═════ Data supplied ═════

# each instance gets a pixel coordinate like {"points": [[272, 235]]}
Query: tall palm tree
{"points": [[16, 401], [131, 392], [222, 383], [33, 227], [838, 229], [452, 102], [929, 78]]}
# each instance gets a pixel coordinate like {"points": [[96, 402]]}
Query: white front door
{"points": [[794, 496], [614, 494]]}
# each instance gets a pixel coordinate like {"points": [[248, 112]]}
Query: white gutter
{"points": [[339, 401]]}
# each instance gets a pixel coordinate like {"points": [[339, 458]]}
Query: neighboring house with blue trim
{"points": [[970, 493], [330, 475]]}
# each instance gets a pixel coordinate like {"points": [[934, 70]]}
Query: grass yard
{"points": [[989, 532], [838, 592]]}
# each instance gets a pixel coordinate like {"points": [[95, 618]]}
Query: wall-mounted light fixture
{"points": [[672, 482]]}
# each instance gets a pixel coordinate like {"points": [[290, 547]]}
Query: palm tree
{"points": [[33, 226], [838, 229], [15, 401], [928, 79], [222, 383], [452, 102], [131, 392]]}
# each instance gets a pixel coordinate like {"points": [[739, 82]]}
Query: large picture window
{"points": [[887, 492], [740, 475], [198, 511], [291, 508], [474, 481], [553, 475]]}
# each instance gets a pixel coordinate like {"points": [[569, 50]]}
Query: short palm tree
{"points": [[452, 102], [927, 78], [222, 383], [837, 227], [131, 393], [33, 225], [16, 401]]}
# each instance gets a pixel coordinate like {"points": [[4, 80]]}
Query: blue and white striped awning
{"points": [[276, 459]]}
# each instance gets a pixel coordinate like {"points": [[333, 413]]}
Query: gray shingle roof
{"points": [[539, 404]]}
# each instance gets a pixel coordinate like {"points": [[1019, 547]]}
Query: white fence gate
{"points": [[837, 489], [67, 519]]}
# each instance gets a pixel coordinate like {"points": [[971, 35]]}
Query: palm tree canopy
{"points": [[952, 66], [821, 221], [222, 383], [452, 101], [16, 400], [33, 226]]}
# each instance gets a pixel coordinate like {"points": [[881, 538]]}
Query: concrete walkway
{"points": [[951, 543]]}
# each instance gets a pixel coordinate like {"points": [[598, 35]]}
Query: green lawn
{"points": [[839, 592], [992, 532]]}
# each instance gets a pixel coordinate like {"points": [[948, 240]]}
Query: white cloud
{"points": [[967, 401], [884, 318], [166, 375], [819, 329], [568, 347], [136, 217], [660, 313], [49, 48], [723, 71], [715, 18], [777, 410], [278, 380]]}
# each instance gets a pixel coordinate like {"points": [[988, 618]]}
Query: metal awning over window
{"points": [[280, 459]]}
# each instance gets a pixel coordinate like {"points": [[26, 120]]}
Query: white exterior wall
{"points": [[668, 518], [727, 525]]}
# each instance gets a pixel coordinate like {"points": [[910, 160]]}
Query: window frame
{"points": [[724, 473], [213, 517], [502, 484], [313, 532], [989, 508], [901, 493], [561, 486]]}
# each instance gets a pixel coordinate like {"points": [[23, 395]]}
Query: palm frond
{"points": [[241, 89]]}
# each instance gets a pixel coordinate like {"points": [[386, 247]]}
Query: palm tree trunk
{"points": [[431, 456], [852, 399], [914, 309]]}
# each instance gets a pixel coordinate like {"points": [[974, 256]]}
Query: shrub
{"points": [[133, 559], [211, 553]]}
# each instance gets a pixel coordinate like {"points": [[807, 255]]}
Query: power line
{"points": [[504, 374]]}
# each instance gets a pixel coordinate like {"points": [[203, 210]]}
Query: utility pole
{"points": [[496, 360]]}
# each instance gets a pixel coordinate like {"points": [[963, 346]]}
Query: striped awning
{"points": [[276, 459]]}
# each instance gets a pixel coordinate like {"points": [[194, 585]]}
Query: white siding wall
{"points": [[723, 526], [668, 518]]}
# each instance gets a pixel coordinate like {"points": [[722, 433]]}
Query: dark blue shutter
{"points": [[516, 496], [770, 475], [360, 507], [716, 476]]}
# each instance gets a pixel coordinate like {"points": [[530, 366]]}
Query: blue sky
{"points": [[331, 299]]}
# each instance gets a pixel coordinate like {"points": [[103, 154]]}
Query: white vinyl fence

═════

* Aim of the task *
Exactly what appears above must be set down again in full.

* Solution *
# each instance gets a pixel coordinate like {"points": [[272, 235]]}
Query: tall palm tree
{"points": [[16, 401], [131, 392], [222, 383], [33, 227], [838, 229], [452, 102], [929, 78]]}
# each instance gets a pixel coordinate like {"points": [[96, 402]]}
Query: white front door
{"points": [[794, 496], [614, 494]]}
# each instance gets a pixel coordinate like {"points": [[248, 112]]}
Query: white gutter
{"points": [[339, 401]]}
# each instance gets a pixel coordinate like {"points": [[339, 458]]}
Query: neighboring house with blue trim
{"points": [[970, 493], [330, 475]]}
# each instance gets a pixel coordinate like {"points": [[934, 70]]}
Query: grass yard
{"points": [[989, 532], [838, 592]]}
# each instance gets a pixel coordinate like {"points": [[95, 618]]}
Query: wall-mounted light fixture
{"points": [[672, 482]]}
# each instance gets a pixel coordinate like {"points": [[290, 547]]}
Query: palm tree
{"points": [[33, 226], [838, 229], [15, 401], [928, 79], [222, 383], [452, 102], [131, 392]]}
# each instance gets a pixel coordinate like {"points": [[739, 82]]}
Query: large picture window
{"points": [[887, 492], [740, 475], [198, 511], [291, 508], [474, 481], [553, 475]]}
# each instance gets a pixel coordinate like {"points": [[569, 50]]}
Query: short palm tree
{"points": [[452, 102], [927, 78], [222, 383], [837, 227], [131, 393], [33, 225], [16, 401]]}
# each instance gets a pixel coordinate like {"points": [[4, 80]]}
Query: blue and white striped awning
{"points": [[276, 459]]}
# each instance gets a pixel coordinate like {"points": [[333, 413]]}
Query: gray shingle roof
{"points": [[539, 404]]}
# each instance gets a pixel coordinate like {"points": [[1019, 547]]}
Query: white fence gate
{"points": [[837, 489], [67, 519]]}
# each instance gets a pixel coordinate like {"points": [[971, 35]]}
Query: palm tree canopy
{"points": [[952, 66], [821, 221], [222, 383], [452, 101], [16, 400], [33, 226]]}
# each instance gets a pixel coordinate like {"points": [[881, 538]]}
Query: concrete walkway
{"points": [[951, 543]]}
# each instance gets a pixel coordinate like {"points": [[598, 35]]}
Query: green lawn
{"points": [[839, 592], [992, 532]]}
# each instance gets a pixel coordinate like {"points": [[948, 240]]}
Query: white cloud
{"points": [[967, 401], [884, 318], [166, 375], [819, 329], [568, 347], [136, 217], [660, 313], [49, 48], [723, 71], [715, 18], [777, 410], [278, 380]]}
# each instance gets a pixel coordinate like {"points": [[988, 618]]}
Query: metal awning over window
{"points": [[280, 459]]}
# each instance gets a pixel coordinate like {"points": [[26, 120]]}
Query: white exterior wall
{"points": [[668, 518], [727, 525]]}
# each instance gets a pixel coordinate like {"points": [[910, 160]]}
Query: window frame
{"points": [[724, 473], [213, 517], [502, 484], [313, 532], [989, 508], [901, 493], [561, 486]]}
# each instance gets a pixel coordinate like {"points": [[23, 395]]}
Query: palm frond
{"points": [[241, 89]]}
# each instance gets a pixel coordinate like {"points": [[386, 247]]}
Query: palm tree trunk
{"points": [[431, 456], [852, 399], [914, 309]]}
# each instance gets a pixel coordinate like {"points": [[974, 256]]}
Query: shrub
{"points": [[133, 559], [211, 553]]}
# each instance gets a pixel coordinate like {"points": [[807, 255]]}
Query: power line
{"points": [[504, 374]]}
# each instance gets a pixel coordinate like {"points": [[203, 210]]}
Query: utility pole
{"points": [[496, 360]]}
# each instance gets a pixel coordinate like {"points": [[963, 346]]}
Query: striped awning
{"points": [[276, 459]]}
# each instance gets a pixel coordinate like {"points": [[194, 585]]}
Query: white siding wall
{"points": [[723, 526], [668, 518]]}
# each instance gets a pixel coordinate like {"points": [[722, 433]]}
Query: dark blue shutter
{"points": [[516, 496], [770, 475], [360, 507], [716, 476]]}
# each instance gets a pixel coordinate like {"points": [[530, 366]]}
Query: blue sky
{"points": [[331, 299]]}
# each instance gets a pixel coordinate like {"points": [[103, 154]]}
Query: white vinyl fence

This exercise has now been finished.